◆ **Tâche à réaliser**
Recopiez l'extrait sur Wozzeck sans rien y changer, depuis « Le Premier Opéra » jusqu'à « dans la folie. » inclus.

◆ **Passage extrait**
• • •
Le Premier Opéra d’avant-garde
Rompant définitivement avec la répartition classique entre arias et récitatifs, mais aussi entre jeu et chant, Wozzeck fait monter sur les planches d’opéra la technique d’écriture Sprechgesang (“parlé-chanté”) qui dessine un nouveau domaine pour la voix. C’est l’application à la scène de la révolution opérée par Schoenberg dans le Pierrot Lunaire en 1912. Berg utilise également une autre technique de composition élaborée par son maître Schoenberg : la série dodécaphonique (les douze sons de la gamme sont tous joués successivement une fois avant de recommencer une série). Le chant et la tonalité de l’Opéra convoquent la parole (le cri même) et l’atonalité du langage dramatique de la vie. Selon cette esthétique et dans une grande cohérence formelle et musicale, le langage musical s’éloigne de la tonalité à mesure que le héros sombre dans la folie.
• • •
◆ **Données de référence**

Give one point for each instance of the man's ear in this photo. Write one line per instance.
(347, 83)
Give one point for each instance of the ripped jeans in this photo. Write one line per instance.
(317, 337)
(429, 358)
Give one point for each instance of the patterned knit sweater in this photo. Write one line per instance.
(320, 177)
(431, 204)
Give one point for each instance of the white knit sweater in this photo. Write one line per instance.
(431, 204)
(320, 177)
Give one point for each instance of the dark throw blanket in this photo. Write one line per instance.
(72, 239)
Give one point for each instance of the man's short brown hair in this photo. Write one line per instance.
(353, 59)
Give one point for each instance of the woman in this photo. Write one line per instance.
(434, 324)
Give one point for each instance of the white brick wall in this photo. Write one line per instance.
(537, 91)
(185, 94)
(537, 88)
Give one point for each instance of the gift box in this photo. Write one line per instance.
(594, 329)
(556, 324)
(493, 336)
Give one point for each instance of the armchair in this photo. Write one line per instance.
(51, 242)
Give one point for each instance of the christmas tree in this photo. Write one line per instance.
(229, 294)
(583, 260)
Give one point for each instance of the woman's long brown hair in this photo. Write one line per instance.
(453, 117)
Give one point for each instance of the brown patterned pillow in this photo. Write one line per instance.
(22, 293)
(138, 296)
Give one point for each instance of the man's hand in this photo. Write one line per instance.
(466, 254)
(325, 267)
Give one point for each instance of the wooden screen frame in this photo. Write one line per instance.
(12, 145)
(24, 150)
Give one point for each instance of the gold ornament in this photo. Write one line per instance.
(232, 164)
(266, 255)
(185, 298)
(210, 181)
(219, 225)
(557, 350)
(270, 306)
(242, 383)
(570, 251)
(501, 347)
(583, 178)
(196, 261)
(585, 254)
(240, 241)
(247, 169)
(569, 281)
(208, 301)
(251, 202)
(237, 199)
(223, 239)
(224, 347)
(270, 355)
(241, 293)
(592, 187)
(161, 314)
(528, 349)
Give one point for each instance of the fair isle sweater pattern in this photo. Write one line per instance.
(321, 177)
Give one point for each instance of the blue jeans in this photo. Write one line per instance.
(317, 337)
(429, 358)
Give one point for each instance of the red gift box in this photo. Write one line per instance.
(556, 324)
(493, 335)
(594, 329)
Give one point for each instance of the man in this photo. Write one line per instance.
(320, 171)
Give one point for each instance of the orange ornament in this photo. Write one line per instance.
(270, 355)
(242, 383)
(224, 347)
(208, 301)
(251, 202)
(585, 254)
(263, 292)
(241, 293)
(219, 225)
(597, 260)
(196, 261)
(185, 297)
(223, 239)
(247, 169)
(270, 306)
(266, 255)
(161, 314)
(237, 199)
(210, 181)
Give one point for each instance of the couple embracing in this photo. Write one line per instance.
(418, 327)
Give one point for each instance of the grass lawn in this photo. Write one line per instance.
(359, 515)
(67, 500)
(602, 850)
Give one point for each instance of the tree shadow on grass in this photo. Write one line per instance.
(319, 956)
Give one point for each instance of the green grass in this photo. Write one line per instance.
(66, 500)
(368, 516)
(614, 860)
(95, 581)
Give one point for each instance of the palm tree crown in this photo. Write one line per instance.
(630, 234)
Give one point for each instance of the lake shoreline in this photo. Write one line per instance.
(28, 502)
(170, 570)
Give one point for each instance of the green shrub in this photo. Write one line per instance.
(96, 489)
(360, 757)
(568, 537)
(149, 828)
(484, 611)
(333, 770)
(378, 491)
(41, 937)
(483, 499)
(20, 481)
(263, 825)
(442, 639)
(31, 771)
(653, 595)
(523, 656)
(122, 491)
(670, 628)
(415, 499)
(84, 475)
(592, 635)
• • •
◆ **Corrigé de l'exercice**
Le Premier Opéra d’avant-garde
Rompant définitivement avec la répartition classique entre arias et récitatifs, mais aussi entre jeu et chant, Wozzeck fait monter sur les planches d’opéra la technique d’écriture Sprechgesang (“parlé-chanté”) qui dessine un nouveau domaine pour la voix. C’est l’application à la scène de la révolution opérée par Schoenberg dans le Pierrot Lunaire en 1912. Berg utilise également une autre technique de composition élaborée par son maître Schoenberg : la série dodécaphonique (les douze sons de la gamme sont tous joués successivement une fois avant de recommencer une série). Le chant et la tonalité de l’Opéra convoquent la parole (le cri même) et l’atonalité du langage dramatique de la vie. Selon cette esthétique et dans une grande cohérence formelle et musicale, le langage musical s’éloigne de la tonalité à mesure que le héros sombre dans la folie.